### TASK DESCRIPTION:
Pick out each line in the entries below that contains the string "rock", matching case, and copy those lines.

### RECORDS PROVIDED:
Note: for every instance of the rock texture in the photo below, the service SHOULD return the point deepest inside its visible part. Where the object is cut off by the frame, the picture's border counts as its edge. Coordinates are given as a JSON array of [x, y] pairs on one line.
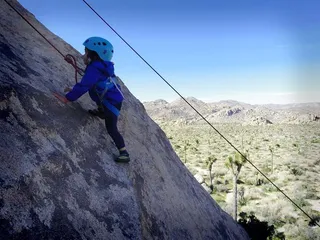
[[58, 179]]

* * *

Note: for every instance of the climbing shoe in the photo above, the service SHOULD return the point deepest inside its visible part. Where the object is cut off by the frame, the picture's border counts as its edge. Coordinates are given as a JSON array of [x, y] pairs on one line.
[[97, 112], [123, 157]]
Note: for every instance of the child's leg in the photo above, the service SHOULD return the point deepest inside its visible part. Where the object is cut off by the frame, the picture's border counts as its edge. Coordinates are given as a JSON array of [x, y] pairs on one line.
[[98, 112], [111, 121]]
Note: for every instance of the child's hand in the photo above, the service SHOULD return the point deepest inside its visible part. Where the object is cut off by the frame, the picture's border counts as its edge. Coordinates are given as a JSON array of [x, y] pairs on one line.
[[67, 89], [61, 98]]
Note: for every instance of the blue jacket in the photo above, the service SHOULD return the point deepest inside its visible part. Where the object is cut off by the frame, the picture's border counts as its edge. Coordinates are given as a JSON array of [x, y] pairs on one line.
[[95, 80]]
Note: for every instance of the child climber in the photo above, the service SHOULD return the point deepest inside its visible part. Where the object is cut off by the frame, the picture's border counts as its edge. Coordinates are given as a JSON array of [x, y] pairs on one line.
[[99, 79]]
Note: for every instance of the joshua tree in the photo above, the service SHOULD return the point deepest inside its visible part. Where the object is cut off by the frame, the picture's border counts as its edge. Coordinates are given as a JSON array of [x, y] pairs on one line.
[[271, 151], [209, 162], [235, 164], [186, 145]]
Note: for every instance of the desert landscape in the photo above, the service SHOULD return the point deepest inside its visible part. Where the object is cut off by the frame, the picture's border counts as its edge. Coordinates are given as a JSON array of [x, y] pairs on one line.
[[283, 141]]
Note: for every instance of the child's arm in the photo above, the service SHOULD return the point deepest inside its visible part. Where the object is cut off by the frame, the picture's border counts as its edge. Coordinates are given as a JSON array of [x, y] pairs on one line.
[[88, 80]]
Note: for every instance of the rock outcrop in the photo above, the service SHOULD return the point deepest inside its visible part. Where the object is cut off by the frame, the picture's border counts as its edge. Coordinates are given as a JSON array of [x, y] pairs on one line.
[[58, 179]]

...

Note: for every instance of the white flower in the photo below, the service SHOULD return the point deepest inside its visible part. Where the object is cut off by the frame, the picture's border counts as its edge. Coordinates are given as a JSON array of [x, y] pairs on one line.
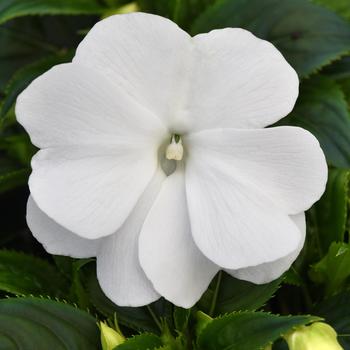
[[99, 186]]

### SOLUTION FOR THIS TASK:
Note: for every instance of the rock texture in the photo below, the service SHOULD return the point deepest inside its visible part. Where the object is cut off by the frame, the picture's border counts as its edge. Coordinates are given as a JSON array of [x, y] pairs on one line.
Note: for every instance of the rock outcrop in the photo above, the service SHOULD return the point deepest inside its visible part. Where the object is cut off by the frame, the picture's border counts as its edge. Coordinates are given as a JSON array of [x, y] pairs on one line.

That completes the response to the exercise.